• What this exercise asks
1) Please answer these questions about the abstract on U.S. right-wing political discourse:
(a) What affiliation is listed for the author?
(b) What does the abstract say both mobilizes and threatens democracy in the U.S.?
(c) In which month will the author be in Europe?
2) Carry on the abstract on U.S. right-wing political discourse from the point where it stops.

• Extract to read
● ● ● ● ● ● ●

Subjective Nationalisms: Structuring “Self” and “Other” in the Emotional Appeals of U.S. Right-Wing Political Discourse

Authors

  • Susannah Mandel Independent Scholar, USA

Keywords:

Discourse analysis, nationalism, populism, political emotions, Trumpism

Abstract

As in Europe, democracy in the U.S. is both mobilized and threatened by appeals to emotion (to a degree that, indeed, calls into question how “deliberative” U.S. mechanisms are).
As an American and Americanist who will be present (and presenting) in Europe this October, my perspective is necessarily rooted in how these issues are playing out in the U.S. At the same time, I am deeply interested in absorbing and deepening my understanding of these issues from [a] European perspective[s]—in part because the name we apply to an increasingly significant dynamic in the U.S. is rooted in European (or, as one might phrase it from here, “Old World”) views of nation, people, and the “structures of feeling” [1] understood to connect the two.

● ● ● ● ● ● ●

• Recorded data
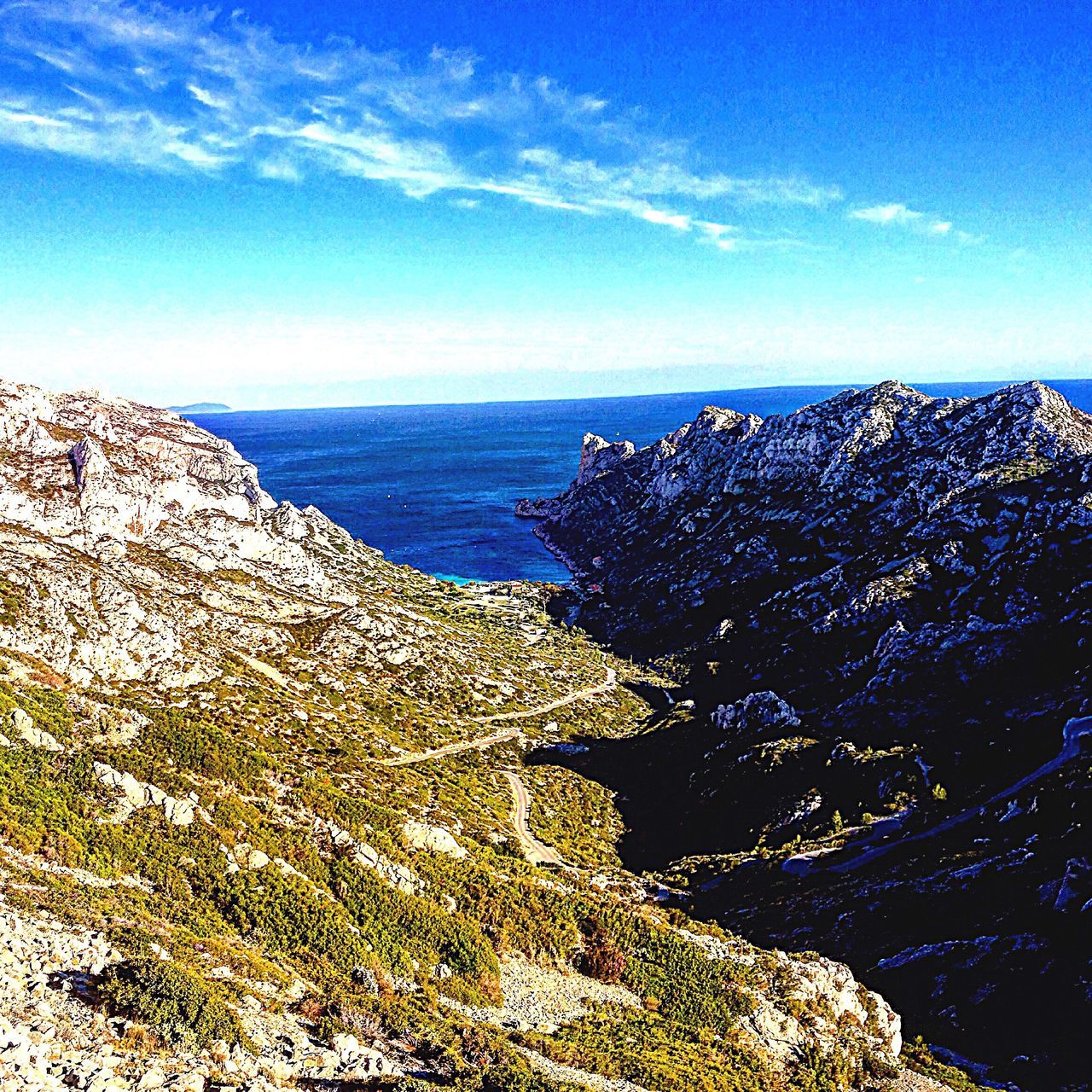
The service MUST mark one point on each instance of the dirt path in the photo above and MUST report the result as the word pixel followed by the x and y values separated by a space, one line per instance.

● ● ● ● ● ● ●

• Task results
1)
(a) Independent Scholar, USA
(b) Appeals to emotion
(c) October

2)
“Nationalism,” as a term, falls in and out of use in the U.S., but is currently seeing a sharper rise than at any time since the 1960s [2]. A problem here, however, is that—for reasons that in Europe apply less strongly if at all—the fundamental meaning of U.S. “nationalism” has never been clear, and it seems to describe a different entity in each historical moment that pulls it into use. Its construction in the Cold War, which primarily framed an idealized ideology of globally-relevant “American-style” democracy and “freedoms” against the restrictions and coercions of a conceived Communism, is, if anything, almost opposed to the anti-colonial “nationalism” of the U.S.’s revolutionary and nation-building period. Meanwhile, the contemporary “nationalism” used to describe the structures of belief and feeling evoked by Donald Trump in his base is a construct rooted in ethnicity and religion: a “white” “Christian” “U.S.” “nationalism” that mirrors neither its predecessors, nor any specific phenomenon among the nations of Europe since, perhaps, the Crusades.

My aim is an exploratory outline of the emotional rhetoric of “nationalism” used in contemporary U.S. right-wing politics, with specific focus on the lacunae and internal contradictions we find when trying to parse its referents as “a nation,” with the secondary and follow-up goal of seeking clearer understanding of its parallels and contrasts to “nationalist” emotional rhetoric in the context of European political and media discourse.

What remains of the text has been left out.